++++ Data to use ++++
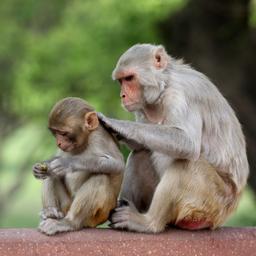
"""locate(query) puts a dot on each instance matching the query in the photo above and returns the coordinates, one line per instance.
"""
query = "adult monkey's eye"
(72, 137)
(129, 78)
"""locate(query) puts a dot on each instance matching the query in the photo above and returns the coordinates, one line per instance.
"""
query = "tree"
(217, 37)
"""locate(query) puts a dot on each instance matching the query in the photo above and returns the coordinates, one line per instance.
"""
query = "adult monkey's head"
(141, 74)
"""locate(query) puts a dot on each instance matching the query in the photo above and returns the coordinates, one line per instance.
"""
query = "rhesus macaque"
(82, 183)
(188, 166)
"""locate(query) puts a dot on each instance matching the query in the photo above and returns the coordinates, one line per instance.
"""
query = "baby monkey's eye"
(71, 137)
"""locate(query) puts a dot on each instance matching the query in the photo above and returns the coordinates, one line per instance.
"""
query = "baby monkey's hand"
(40, 171)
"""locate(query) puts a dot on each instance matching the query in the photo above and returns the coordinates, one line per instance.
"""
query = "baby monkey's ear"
(91, 121)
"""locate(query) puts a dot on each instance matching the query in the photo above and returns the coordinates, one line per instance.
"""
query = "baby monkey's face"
(72, 140)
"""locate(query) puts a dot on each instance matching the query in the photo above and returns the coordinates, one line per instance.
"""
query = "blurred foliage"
(53, 49)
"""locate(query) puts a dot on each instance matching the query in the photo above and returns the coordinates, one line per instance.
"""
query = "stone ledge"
(224, 241)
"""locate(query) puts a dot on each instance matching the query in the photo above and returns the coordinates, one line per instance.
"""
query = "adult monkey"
(188, 165)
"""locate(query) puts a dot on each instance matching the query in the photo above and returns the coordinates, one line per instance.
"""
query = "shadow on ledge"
(224, 241)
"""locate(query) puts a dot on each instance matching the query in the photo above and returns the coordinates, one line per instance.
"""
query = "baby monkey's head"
(71, 120)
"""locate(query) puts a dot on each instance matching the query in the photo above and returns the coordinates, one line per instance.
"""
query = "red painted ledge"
(224, 242)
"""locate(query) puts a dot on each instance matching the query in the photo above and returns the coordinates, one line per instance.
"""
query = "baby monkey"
(82, 183)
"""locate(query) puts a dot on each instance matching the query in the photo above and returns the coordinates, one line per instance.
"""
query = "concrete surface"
(224, 242)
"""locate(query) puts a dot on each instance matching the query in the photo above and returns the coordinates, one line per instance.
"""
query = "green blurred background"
(53, 49)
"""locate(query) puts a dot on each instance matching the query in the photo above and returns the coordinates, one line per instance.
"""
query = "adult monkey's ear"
(160, 57)
(91, 121)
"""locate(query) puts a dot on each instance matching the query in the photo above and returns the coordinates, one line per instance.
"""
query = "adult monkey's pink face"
(130, 90)
(138, 71)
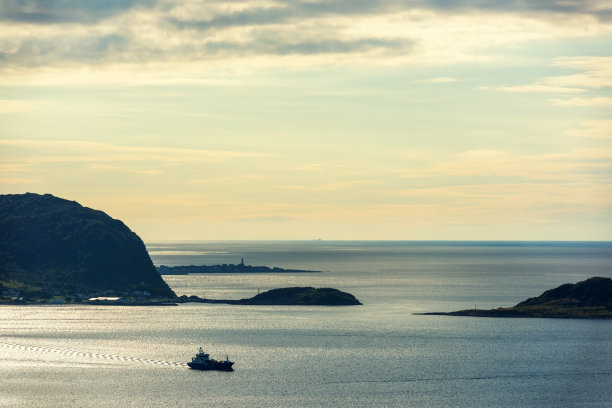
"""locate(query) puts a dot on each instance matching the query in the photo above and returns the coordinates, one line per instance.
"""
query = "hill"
(303, 296)
(50, 246)
(296, 296)
(591, 298)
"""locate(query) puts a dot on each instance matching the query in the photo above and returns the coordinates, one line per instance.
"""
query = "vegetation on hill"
(53, 247)
(591, 298)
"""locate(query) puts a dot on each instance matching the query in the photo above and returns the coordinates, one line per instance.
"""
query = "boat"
(202, 361)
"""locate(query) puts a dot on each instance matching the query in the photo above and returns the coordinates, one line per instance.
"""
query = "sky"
(314, 119)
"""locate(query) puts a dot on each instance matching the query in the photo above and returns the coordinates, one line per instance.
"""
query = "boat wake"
(89, 355)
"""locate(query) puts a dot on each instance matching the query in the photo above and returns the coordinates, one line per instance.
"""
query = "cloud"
(17, 180)
(582, 102)
(265, 219)
(159, 41)
(65, 11)
(595, 129)
(38, 151)
(538, 88)
(13, 106)
(437, 80)
(596, 73)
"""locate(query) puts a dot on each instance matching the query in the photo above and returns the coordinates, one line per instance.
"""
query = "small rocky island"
(297, 296)
(224, 268)
(589, 299)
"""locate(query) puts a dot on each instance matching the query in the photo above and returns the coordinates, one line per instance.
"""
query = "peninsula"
(589, 299)
(225, 268)
(54, 251)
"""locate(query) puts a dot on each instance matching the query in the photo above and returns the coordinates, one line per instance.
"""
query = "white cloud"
(594, 129)
(13, 106)
(539, 88)
(437, 80)
(583, 102)
(97, 152)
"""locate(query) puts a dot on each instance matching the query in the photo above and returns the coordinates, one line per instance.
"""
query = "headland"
(588, 299)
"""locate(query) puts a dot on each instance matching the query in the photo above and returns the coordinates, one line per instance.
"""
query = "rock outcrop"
(51, 246)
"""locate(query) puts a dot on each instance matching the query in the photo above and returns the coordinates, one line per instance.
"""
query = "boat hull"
(219, 366)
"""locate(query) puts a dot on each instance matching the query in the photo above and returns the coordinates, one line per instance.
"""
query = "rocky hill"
(51, 246)
(591, 298)
(303, 296)
(296, 296)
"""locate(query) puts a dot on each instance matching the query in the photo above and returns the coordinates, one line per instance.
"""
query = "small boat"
(202, 361)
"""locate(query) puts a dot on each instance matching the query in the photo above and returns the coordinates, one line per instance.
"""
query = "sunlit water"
(379, 354)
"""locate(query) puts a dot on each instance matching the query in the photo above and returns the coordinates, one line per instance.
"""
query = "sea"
(381, 354)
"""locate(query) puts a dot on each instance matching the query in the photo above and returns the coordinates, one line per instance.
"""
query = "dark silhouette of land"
(225, 268)
(301, 296)
(53, 249)
(57, 251)
(591, 298)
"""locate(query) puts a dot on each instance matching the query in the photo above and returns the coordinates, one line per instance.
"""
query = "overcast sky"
(347, 119)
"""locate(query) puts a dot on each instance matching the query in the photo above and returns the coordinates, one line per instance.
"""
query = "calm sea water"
(379, 354)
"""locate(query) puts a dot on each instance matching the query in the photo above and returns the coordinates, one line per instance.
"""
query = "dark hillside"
(61, 247)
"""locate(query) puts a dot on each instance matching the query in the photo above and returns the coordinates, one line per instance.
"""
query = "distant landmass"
(225, 268)
(55, 248)
(591, 298)
(300, 296)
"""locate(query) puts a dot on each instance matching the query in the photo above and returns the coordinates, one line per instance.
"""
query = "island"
(225, 268)
(296, 296)
(588, 299)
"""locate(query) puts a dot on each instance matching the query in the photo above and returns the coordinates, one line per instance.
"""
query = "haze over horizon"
++++
Work order:
Give the listing above again word for word, without its pictures.

Solution for this task:
"""locate(query) puts a dot on each instance matching the query in the photo above and returns the coordinates, one line per instance.
"""
query = "adult monkey's eye"
(72, 137)
(129, 78)
"""locate(query) puts a dot on each instance matching the query in the photo above and returns the coordinates, one line per instance.
"""
query = "tree"
(217, 37)
"""locate(query) puts a dot on each instance matching the query in the photo above and returns the coordinates, one line per instance.
"""
query = "adult monkey's head"
(141, 74)
"""locate(query) puts a dot on each instance matching the query in the photo above and returns the coordinates, one line per instance.
"""
query = "rhesus macaque"
(82, 183)
(188, 166)
"""locate(query) puts a dot on each instance matching the query in the photo above and returns the coordinates, one line per instance.
"""
query = "baby monkey's eye"
(71, 137)
"""locate(query) puts a dot on each instance matching the query in the photo above and returns the coordinates, one line per instance.
"""
query = "baby monkey's hand"
(40, 171)
"""locate(query) puts a dot on each instance matching the query in the photo above and returns the coordinates, one line per instance.
"""
query = "baby monkey's ear"
(91, 121)
"""locate(query) puts a dot on each instance matching the query in the photo above and returns the coordinates, one line per instance.
"""
query = "baby monkey's face"
(72, 140)
"""locate(query) puts a dot on each instance matching the query in the photo above and returns the coordinates, one line per instance.
"""
query = "blurred foliage"
(53, 49)
"""locate(query) puts a dot on each instance matching the query in the photo above and returns the coordinates, one line per instance.
"""
query = "stone ledge"
(224, 241)
"""locate(query) puts a dot on each instance matching the query in the photo above and returns the coordinates, one line per instance.
"""
query = "adult monkey"
(188, 165)
"""locate(query) puts a dot on each instance matching the query in the photo above and returns the coordinates, one line per instance.
"""
query = "shadow on ledge"
(224, 241)
"""locate(query) puts a dot on each instance matching the query in the photo above and returns the coordinates, one line per instance.
"""
query = "baby monkey's head"
(71, 120)
"""locate(query) puts a dot on each instance matching the query in the photo above and returns the coordinates, one line per instance.
"""
query = "red painted ledge"
(224, 242)
"""locate(query) puts a dot on each instance matching the query in the photo above and returns the coordinates, one line per instance.
"""
query = "baby monkey"
(82, 183)
"""locate(query) puts a dot on each instance matching the query in the photo above and returns the coordinates, one line per instance.
"""
query = "concrete surface"
(224, 242)
"""locate(query) puts a dot on each instance matching the query in the photo above and returns the coordinates, one line per instance.
"""
query = "green blurred background"
(53, 49)
"""locate(query) puts a dot on each instance matching the query in the photo above and returns the coordinates, one line per instance.
"""
query = "adult monkey's ear"
(160, 57)
(91, 121)
"""locate(query) puts a dot on each instance matching the query in the photo above and returns the coordinates, one line per instance.
"""
query = "adult monkey's pink face"
(130, 90)
(138, 71)
"""locate(query) puts a dot on each instance matching the query in the photo above and returns the coordinates, one line per instance.
"""
query = "hill"
(303, 296)
(50, 246)
(296, 296)
(591, 298)
"""locate(query) puts a dot on each instance matching the query in the photo above and returns the coordinates, one line per instance.
"""
query = "vegetation on hill"
(53, 247)
(591, 298)
"""locate(query) puts a dot on each instance matching the query in the photo above and returns the coordinates, one line per instance.
"""
query = "boat"
(202, 361)
"""locate(query) puts a dot on each instance matching the query in the photo above and returns the coordinates, one line per instance.
"""
query = "sky"
(314, 119)
"""locate(query) puts a dot on each instance matching the query in the photo above and returns the coordinates, one line per instance.
"""
query = "boat wake"
(89, 355)
"""locate(query) puts a dot on each instance matching the query in the photo above and returns the coordinates, one line per instance.
"""
query = "cloud"
(17, 180)
(582, 102)
(265, 219)
(159, 41)
(65, 11)
(595, 129)
(38, 151)
(538, 88)
(13, 106)
(437, 80)
(596, 73)
"""locate(query) puts a dot on each instance matching the query in the photo above and returns the coordinates, one line per instance.
"""
query = "small rocky island"
(297, 296)
(224, 268)
(589, 299)
"""locate(query) puts a dot on each instance matching the query in the photo above and returns the coordinates, one line per instance.
"""
query = "peninsula"
(589, 299)
(225, 268)
(54, 251)
"""locate(query) puts a dot on each instance matching the query in the photo above and returns the coordinates, one line per instance.
"""
query = "white cloud"
(594, 129)
(13, 106)
(539, 88)
(437, 80)
(583, 102)
(97, 152)
"""locate(query) puts a dot on each instance matching the query in the photo above and returns the coordinates, one line per instance.
"""
query = "headland"
(588, 299)
"""locate(query) puts a dot on each instance matching the query in the photo above and returns the coordinates, one line per instance.
"""
query = "rock outcrop"
(51, 246)
"""locate(query) puts a dot on each instance matching the query in the photo above and returns the coordinates, one line per instance.
"""
query = "boat hull"
(219, 366)
"""locate(query) puts a dot on each instance matching the query in the photo above and returns the coordinates, one line per instance.
"""
query = "rocky hill"
(51, 246)
(591, 298)
(303, 296)
(296, 296)
"""locate(query) puts a dot on each instance matching the query in the photo above and returns the coordinates, one line per instance.
"""
query = "small boat"
(202, 361)
"""locate(query) puts a dot on each instance matching the query in the photo above and returns the coordinates, one line per instance.
"""
query = "sunlit water"
(379, 354)
"""locate(query) puts a dot on each instance matching the query in the photo above and returns the coordinates, one line per instance.
"""
query = "sea"
(381, 354)
"""locate(query) puts a dot on each instance matching the query in the photo above and returns the coordinates, one line per instance.
"""
query = "dark silhouette of land"
(225, 268)
(301, 296)
(53, 249)
(57, 251)
(591, 298)
"""locate(query) puts a dot on each instance matching the query in the photo above and returns the coordinates, one line per instance.
"""
query = "overcast sky"
(347, 119)
"""locate(query) puts a dot on each instance matching the query in the photo above and returns the coordinates, one line per instance.
"""
query = "calm sea water"
(379, 354)
"""locate(query) puts a dot on each instance matching the query in the photo above and returns the coordinates, one line per instance.
"""
query = "dark hillside"
(61, 247)
"""locate(query) puts a dot on each instance matching the query in the photo above and returns the coordinates, one line per instance.
"""
query = "distant landmass"
(225, 268)
(55, 248)
(591, 298)
(300, 296)
"""locate(query) puts a dot on each instance matching the query in the photo above and returns the coordinates, one line per instance.
"""
query = "island"
(225, 268)
(296, 296)
(588, 299)
"""locate(query) puts a dot on each instance matching the query in the photo above and returns the coordinates, one line per instance.
"""
query = "haze over horizon"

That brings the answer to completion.